■ Data in this exercise
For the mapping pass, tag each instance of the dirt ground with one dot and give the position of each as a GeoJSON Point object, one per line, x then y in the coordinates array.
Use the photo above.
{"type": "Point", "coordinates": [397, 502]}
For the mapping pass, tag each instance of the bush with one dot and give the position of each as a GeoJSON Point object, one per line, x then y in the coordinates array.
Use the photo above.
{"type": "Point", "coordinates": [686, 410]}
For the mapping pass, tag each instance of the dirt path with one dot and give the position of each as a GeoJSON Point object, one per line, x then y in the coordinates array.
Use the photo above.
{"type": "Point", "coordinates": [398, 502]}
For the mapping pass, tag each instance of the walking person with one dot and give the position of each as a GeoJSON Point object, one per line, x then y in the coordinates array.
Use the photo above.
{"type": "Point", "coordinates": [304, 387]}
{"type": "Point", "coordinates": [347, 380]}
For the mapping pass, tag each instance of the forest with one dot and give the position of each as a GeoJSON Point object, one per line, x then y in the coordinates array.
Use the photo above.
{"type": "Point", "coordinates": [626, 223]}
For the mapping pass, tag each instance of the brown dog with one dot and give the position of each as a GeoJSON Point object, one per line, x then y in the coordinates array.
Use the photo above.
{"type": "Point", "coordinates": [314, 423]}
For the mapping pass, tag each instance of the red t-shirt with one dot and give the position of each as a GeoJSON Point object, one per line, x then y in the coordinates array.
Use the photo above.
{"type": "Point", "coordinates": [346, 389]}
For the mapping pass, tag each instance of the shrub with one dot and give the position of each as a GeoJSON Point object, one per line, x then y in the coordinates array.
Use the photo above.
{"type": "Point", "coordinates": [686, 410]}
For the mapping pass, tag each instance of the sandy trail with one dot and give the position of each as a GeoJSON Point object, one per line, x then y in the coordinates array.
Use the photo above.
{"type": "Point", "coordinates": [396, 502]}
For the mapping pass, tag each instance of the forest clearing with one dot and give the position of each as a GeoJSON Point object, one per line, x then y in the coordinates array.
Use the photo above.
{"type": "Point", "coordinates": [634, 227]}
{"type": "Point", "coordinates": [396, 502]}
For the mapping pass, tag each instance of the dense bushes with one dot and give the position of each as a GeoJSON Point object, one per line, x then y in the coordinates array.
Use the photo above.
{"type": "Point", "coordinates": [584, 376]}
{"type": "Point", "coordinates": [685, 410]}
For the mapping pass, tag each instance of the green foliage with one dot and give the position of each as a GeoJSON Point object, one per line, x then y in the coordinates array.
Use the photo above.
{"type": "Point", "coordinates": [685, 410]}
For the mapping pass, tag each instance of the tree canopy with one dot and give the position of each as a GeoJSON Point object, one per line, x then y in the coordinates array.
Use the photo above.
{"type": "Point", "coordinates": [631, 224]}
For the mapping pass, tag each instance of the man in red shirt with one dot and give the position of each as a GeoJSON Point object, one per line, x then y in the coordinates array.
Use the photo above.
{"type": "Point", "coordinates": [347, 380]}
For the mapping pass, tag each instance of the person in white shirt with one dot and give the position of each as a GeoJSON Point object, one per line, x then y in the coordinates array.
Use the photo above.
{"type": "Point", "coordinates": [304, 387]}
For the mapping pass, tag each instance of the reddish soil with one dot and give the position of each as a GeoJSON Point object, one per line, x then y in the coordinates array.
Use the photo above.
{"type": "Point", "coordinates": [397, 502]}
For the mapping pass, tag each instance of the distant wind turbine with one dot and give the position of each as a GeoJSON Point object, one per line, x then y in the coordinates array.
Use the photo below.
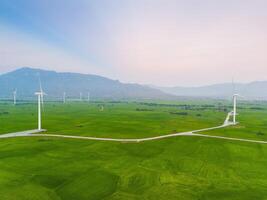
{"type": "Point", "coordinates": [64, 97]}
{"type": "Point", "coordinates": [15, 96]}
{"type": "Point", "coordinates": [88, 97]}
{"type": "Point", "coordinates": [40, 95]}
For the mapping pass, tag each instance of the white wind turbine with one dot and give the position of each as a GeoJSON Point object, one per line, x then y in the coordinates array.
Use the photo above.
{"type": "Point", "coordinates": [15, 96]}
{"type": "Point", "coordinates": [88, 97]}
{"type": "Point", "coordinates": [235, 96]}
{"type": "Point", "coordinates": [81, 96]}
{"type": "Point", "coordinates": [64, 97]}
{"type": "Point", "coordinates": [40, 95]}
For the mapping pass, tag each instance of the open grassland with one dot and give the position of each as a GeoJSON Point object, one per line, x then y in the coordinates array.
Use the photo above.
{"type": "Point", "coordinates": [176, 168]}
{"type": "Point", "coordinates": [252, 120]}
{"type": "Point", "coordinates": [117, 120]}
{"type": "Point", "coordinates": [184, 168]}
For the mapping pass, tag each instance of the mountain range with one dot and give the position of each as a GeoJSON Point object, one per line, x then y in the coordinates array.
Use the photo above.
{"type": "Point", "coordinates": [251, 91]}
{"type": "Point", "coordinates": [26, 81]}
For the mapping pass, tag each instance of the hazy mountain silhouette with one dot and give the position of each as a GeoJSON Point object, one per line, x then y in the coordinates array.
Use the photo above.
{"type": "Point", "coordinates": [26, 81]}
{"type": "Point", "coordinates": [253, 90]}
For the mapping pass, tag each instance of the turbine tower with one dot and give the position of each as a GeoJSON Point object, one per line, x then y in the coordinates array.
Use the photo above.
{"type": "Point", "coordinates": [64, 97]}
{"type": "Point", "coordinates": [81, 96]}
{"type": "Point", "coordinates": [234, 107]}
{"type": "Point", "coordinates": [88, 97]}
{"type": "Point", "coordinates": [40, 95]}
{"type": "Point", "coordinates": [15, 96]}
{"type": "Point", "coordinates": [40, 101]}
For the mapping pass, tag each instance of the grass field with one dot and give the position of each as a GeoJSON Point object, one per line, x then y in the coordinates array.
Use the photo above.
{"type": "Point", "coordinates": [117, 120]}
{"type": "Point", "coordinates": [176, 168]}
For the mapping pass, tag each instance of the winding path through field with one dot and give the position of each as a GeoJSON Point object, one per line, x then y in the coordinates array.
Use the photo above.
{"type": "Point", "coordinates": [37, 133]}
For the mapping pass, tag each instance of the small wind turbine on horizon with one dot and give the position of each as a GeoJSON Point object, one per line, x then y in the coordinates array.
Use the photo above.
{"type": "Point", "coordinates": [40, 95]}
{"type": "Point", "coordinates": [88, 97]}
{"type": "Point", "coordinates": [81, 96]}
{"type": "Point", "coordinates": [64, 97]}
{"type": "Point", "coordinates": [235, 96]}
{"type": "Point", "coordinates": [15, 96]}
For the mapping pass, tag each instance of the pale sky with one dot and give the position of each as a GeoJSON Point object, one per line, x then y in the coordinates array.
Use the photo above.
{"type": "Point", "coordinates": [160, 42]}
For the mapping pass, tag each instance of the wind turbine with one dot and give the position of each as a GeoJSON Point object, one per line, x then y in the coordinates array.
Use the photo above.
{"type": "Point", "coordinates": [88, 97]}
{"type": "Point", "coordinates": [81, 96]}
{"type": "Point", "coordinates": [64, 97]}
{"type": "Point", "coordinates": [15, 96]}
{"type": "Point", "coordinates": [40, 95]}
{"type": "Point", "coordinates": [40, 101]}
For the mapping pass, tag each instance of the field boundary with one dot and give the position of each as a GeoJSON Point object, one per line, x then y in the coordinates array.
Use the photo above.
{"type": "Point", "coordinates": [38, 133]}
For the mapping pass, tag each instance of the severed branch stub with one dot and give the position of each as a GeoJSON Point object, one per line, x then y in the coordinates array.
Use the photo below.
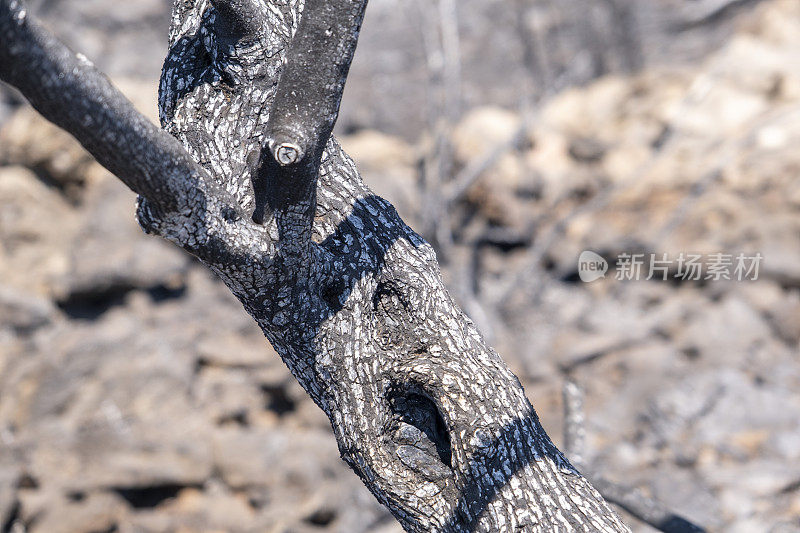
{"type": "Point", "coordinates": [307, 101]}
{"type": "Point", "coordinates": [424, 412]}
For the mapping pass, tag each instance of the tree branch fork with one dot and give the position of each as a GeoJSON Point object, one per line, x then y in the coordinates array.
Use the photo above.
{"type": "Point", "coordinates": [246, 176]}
==
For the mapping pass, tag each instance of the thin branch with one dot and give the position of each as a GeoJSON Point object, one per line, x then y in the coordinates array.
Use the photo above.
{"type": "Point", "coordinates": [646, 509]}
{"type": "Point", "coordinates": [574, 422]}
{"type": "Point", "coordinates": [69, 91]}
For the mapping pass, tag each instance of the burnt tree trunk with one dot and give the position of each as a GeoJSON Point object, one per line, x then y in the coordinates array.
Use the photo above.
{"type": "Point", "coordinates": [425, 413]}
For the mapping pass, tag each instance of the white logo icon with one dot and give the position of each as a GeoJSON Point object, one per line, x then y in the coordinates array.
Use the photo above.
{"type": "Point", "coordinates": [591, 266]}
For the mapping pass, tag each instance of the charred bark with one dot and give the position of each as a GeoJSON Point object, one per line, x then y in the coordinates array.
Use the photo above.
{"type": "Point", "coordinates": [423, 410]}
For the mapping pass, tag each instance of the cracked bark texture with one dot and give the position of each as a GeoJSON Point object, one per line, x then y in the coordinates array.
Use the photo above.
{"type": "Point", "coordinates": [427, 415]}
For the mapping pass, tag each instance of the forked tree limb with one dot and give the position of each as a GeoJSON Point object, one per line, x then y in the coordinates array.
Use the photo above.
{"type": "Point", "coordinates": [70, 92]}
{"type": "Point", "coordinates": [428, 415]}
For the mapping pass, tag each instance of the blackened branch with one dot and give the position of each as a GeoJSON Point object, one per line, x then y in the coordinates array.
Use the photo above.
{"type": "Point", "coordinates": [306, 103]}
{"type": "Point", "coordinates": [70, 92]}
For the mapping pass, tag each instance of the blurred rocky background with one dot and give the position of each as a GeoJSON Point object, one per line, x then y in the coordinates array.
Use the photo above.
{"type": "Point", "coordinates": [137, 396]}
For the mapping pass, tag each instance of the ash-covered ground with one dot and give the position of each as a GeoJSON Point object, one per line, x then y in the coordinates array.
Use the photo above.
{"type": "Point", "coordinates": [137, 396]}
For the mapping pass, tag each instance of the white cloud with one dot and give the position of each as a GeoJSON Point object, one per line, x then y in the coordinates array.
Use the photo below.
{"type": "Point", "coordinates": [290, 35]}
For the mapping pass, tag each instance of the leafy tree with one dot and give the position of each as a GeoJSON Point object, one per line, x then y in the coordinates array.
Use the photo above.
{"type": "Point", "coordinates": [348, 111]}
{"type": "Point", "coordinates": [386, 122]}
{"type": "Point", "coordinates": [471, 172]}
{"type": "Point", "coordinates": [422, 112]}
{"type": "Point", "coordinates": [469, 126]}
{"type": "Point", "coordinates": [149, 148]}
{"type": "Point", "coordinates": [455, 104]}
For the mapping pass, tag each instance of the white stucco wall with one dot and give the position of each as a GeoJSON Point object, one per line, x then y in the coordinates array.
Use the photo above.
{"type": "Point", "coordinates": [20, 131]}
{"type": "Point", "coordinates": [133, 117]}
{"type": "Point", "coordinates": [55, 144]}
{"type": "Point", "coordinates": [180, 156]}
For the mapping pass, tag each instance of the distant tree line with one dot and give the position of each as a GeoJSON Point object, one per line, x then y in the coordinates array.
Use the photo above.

■ Job
Select every line in the records above that contains the string "path". Letter case counts.

■ Task answer
For the mapping pass, tag each instance of the dirt path with one dot and give the position of each as a GeoJSON Point object, one per line, x then y in the coordinates array.
For the mapping pass, tag each instance of the winding path through field with one dot and give the position of each as a GeoJSON Point object, one per line, x then y in the coordinates array.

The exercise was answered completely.